* [What the task asks]
Reproduce these lines character for character, covering every entry.

--- Data lines ---

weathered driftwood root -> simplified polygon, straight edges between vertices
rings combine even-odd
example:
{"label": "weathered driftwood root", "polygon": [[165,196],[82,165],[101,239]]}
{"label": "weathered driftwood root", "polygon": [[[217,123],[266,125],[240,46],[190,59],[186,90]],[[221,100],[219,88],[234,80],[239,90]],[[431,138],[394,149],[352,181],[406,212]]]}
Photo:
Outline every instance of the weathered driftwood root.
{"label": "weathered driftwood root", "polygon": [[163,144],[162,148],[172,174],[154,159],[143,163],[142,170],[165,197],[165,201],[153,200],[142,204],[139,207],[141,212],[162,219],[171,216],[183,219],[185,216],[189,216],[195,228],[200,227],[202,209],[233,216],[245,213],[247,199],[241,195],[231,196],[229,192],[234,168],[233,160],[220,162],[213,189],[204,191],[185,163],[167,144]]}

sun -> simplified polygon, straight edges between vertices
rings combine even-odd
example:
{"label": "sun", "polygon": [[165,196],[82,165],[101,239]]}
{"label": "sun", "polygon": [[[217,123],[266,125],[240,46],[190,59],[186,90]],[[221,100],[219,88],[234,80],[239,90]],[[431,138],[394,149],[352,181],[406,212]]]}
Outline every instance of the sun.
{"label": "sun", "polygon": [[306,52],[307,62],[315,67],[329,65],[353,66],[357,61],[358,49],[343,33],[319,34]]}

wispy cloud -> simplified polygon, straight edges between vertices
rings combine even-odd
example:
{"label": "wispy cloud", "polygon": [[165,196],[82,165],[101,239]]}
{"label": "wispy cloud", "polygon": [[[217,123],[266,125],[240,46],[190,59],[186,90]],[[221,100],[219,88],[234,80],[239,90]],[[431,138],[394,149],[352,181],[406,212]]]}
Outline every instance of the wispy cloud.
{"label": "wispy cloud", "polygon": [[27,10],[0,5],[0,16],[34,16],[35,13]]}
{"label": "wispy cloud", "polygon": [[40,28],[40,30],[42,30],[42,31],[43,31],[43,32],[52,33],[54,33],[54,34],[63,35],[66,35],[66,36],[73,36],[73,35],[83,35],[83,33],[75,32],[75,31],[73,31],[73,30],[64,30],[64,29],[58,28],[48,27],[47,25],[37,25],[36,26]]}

---

* [Finished exercise]
weathered driftwood root -> simplified polygon, straight edges between vertices
rings combine even-odd
example:
{"label": "weathered driftwood root", "polygon": [[165,196],[82,165],[101,239]]}
{"label": "weathered driftwood root", "polygon": [[[217,123],[266,125],[240,46],[190,59],[186,90]],[[221,100],[219,88],[234,80],[239,90]],[[431,138],[394,149],[352,181],[406,212]]]}
Photo:
Outline every instance of the weathered driftwood root.
{"label": "weathered driftwood root", "polygon": [[163,144],[162,148],[172,174],[154,159],[143,163],[142,170],[165,197],[165,201],[153,200],[142,204],[139,207],[141,212],[162,219],[171,216],[183,219],[185,216],[189,216],[195,228],[200,227],[202,209],[233,216],[245,213],[247,199],[241,195],[231,196],[229,192],[234,168],[233,160],[220,162],[213,189],[204,191],[185,163],[167,144]]}

sun -> simplified polygon, straight edges between vertices
rings combine even-odd
example:
{"label": "sun", "polygon": [[165,196],[82,165],[101,239]]}
{"label": "sun", "polygon": [[[217,123],[266,125],[240,46],[190,59],[186,90]],[[221,100],[219,88],[234,80],[239,90]],[[431,138],[394,149],[352,181],[406,212]]]}
Outline every instance of the sun.
{"label": "sun", "polygon": [[306,52],[307,62],[315,67],[329,65],[353,66],[357,61],[358,49],[343,33],[319,34]]}

wispy cloud -> simplified polygon, straight edges between vertices
rings combine even-odd
example:
{"label": "wispy cloud", "polygon": [[165,196],[82,165],[101,239]]}
{"label": "wispy cloud", "polygon": [[[217,123],[266,125],[240,46],[190,59],[186,90]],[[221,100],[219,88],[234,80],[239,90]],[[431,138],[394,149],[352,181],[406,212]]]}
Outline every instance of the wispy cloud.
{"label": "wispy cloud", "polygon": [[27,10],[0,5],[0,16],[34,16],[35,13]]}
{"label": "wispy cloud", "polygon": [[40,28],[40,30],[42,30],[42,31],[43,31],[43,32],[52,33],[54,33],[54,34],[63,35],[66,35],[66,36],[73,36],[73,35],[83,35],[83,33],[75,32],[75,31],[73,31],[73,30],[64,30],[64,29],[58,28],[48,27],[47,25],[37,25],[36,26]]}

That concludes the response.